• **Working data**

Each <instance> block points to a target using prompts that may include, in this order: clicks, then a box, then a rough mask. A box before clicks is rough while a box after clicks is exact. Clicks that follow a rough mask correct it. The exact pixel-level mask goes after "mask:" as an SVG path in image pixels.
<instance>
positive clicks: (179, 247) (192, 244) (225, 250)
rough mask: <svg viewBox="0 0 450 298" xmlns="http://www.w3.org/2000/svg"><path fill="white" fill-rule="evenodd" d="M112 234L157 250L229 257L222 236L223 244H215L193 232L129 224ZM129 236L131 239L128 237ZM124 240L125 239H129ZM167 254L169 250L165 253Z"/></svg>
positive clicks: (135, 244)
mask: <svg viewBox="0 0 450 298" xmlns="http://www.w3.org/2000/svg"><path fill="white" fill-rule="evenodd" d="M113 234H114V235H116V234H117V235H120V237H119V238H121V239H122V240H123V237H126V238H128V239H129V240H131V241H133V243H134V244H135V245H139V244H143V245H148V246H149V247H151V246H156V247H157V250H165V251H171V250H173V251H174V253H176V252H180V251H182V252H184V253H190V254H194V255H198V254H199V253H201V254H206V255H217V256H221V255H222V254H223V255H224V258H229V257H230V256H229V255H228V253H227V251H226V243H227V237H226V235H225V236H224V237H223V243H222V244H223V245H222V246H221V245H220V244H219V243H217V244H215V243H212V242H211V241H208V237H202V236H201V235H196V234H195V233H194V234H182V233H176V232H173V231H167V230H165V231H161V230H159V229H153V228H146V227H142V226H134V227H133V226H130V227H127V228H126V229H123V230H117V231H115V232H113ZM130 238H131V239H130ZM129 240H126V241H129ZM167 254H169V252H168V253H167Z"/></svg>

• **Task statement**
Would you copy all lines in the records where the string "rough" appears?

• **Exercise result**
Each <instance> block points to a target using prompts that may include, in this order: clicks, then a box, then a rough mask. A box before clicks is rough while a box after clicks is exact. Clicks that follow a rough mask correct it. The exact pixel-level mask goes after "mask:" as an SVG path in image pixels.
rough mask: <svg viewBox="0 0 450 298" xmlns="http://www.w3.org/2000/svg"><path fill="white" fill-rule="evenodd" d="M112 234L157 250L229 257L222 236L223 244H215L193 232L129 224ZM129 236L131 239L128 237ZM124 240L125 239H129ZM167 254L169 250L165 253Z"/></svg>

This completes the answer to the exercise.